ARTICLE:
§ §
Proxy ARP Capability on VLT Peer Nodes
A proxy ARP-enabled device answers the ARP requests that are destined for another host or router. The local host forwards the
traffic to the proxy ARP-enabled device, which in turn transmits the packets to the destination.
By default, proxy ARP is enabled. To disable proxy ARP, use the no proxy-arp command in the interface mode. To re-enable
proxy ARP, use the ip proxy-arp command in INTERFACE mode. To view if proxy ARP is enabled on the interface, use the
show config command in INTERFACE mode. If it is not listed in the show config command output, it is enabled. Only
nondefault information is displayed in the show config command output.
ARP proxy operation is performed on the VLT peer node IP address when the peer VLT node is down. The ARP proxy stops
working either when the peer routing timer expires or when the peer VLT node goes up. Layer 3 VLT provides a higher resiliency
at the Layer 3 forwarding level. VLT peer routing enables you to replace VRRP with routed VLT to route the traffic from Layer 2
access nodes. With proxy ARP, hosts can resolve the MAC address of the VLT node even when VLT node is down.
If the ICL link is down when a VLT node receives an ARP request for the IP address of the VLT peer, owing to LAG-level hashing
algorithm in the top-of-rack (TOR) switch, the incorrect VLT node responds to the ARP request with the peer MAC address.
§ §
SUPPLIED ENTRIES:
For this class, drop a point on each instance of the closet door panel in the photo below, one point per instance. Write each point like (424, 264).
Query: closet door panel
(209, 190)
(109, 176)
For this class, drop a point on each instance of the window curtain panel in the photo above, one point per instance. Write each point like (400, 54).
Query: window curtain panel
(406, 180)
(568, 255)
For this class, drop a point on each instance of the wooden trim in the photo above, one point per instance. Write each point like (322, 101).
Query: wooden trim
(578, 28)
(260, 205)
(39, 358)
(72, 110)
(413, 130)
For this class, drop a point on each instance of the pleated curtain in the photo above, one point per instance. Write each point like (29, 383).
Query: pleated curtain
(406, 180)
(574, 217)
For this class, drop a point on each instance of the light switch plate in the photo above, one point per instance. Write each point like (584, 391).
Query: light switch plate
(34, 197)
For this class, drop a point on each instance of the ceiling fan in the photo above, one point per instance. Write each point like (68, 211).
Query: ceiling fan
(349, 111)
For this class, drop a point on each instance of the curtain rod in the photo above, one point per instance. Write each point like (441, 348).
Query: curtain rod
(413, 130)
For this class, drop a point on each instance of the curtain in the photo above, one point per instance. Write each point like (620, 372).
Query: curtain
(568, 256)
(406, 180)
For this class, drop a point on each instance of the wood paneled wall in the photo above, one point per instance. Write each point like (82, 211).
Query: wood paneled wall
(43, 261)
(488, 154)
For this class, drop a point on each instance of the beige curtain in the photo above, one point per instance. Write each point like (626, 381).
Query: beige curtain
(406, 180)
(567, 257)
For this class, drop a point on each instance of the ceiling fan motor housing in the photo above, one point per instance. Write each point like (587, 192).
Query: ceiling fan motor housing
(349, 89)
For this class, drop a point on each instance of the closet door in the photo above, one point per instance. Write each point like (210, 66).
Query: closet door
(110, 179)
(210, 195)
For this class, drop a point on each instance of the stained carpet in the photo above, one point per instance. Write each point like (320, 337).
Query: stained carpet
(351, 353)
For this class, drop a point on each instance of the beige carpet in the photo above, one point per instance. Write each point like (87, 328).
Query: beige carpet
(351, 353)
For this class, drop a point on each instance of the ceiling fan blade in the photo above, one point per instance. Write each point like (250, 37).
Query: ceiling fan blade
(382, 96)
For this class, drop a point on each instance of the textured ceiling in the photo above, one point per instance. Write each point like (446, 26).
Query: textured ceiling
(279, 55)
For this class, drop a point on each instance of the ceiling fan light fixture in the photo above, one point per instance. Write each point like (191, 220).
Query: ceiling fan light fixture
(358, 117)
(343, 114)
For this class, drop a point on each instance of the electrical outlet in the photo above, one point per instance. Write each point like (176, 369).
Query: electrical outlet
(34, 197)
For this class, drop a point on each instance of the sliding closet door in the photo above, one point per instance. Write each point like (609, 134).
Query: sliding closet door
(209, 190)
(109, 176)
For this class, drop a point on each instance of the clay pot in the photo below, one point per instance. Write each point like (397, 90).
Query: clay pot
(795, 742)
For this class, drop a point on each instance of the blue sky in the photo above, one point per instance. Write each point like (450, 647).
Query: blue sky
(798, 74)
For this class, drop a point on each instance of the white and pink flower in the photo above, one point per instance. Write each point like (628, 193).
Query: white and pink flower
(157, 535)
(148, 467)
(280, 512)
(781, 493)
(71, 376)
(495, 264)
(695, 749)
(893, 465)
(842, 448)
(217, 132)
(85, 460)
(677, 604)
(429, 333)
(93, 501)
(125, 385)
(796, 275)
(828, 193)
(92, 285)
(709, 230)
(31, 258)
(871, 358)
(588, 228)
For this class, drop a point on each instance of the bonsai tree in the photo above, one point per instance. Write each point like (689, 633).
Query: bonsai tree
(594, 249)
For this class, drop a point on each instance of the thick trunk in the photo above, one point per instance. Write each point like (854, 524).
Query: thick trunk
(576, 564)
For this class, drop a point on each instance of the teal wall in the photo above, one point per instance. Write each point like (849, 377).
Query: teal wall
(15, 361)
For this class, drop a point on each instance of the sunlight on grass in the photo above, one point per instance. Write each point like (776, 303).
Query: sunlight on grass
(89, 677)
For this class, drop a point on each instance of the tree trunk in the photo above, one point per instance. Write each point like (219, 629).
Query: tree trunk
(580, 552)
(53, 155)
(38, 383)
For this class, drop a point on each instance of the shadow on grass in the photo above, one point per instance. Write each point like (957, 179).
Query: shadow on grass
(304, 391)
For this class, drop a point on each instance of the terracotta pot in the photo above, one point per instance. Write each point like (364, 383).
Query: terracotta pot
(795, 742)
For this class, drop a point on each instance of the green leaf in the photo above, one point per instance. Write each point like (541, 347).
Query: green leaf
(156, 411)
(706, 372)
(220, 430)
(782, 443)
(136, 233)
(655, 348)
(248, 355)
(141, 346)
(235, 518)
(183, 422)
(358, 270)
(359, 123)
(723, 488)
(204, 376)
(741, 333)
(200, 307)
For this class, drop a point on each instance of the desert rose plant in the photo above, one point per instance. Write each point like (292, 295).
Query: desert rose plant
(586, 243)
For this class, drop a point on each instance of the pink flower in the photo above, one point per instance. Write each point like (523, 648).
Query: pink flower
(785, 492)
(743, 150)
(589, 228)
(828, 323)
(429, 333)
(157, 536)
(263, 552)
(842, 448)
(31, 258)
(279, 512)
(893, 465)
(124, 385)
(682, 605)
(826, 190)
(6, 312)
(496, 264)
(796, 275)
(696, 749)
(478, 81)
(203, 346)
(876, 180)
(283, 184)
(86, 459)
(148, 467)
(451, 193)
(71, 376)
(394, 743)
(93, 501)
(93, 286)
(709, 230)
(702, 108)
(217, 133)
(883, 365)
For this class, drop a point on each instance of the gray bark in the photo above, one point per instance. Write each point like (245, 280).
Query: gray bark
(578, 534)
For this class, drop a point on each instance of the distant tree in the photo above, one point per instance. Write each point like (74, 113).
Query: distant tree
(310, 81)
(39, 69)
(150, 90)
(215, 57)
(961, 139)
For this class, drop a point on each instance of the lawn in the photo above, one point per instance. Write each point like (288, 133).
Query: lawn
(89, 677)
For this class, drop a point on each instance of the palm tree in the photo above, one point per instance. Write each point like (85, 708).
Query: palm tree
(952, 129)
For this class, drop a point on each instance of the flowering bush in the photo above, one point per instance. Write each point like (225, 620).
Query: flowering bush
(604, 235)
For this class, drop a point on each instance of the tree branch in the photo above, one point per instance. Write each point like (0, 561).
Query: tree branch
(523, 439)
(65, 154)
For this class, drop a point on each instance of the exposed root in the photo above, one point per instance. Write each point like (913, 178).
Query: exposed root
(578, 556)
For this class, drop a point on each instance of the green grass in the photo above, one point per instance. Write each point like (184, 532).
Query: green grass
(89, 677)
§ §
JOBS:
- A) In the stretch of the proxy ARP text from "ARP proxy operation" through "when VLT node is down.", swap "resiliency" for "resilience" and write the stretch out.
- B) Select and copy every line of the rows that contains the word "pleated". Case counts.

ANSWER LIST:
- A)
ARP proxy operation is performed on the VLT peer node IP address when the peer VLT node is down. The ARP proxy stops
working either when the peer routing timer expires or when the peer VLT node goes up. Layer 3 VLT provides a higher resilience
at the Layer 3 forwarding level. VLT peer routing enables you to replace VRRP with routed VLT to route the traffic from Layer 2
access nodes. With proxy ARP, hosts can resolve the MAC address of the VLT node even when VLT node is down.

- B)
For this class, drop a point on each instance of the pleated curtain in the photo above, one point per instance. Write each point like (29, 383).
Query: pleated curtain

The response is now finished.